— start Records for this task —

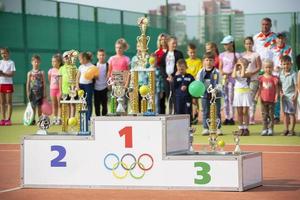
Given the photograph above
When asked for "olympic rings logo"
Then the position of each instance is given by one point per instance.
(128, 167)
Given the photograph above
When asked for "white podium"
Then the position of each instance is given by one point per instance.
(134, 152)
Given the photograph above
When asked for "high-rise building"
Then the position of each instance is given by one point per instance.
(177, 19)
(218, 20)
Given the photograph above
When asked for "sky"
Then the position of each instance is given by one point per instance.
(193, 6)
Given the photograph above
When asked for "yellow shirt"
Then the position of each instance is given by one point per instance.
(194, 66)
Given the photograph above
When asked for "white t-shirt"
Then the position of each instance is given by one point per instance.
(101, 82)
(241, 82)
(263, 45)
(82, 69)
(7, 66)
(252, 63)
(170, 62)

— end Records for this task —
— start Records for this task —

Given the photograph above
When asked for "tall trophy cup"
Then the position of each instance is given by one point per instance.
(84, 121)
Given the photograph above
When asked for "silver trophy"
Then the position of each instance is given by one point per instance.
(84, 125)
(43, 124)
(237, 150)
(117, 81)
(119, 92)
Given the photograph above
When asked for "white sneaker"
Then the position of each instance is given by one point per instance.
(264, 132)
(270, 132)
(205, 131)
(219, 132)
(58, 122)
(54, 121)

— end Records for this task —

Set task:
Pick out every line in the items above that contains the string "trophy", and copy each of those lines. Case counts when matching.

Answer to this problem:
When asked for "tall trophy cup"
When asked for "silver trophy"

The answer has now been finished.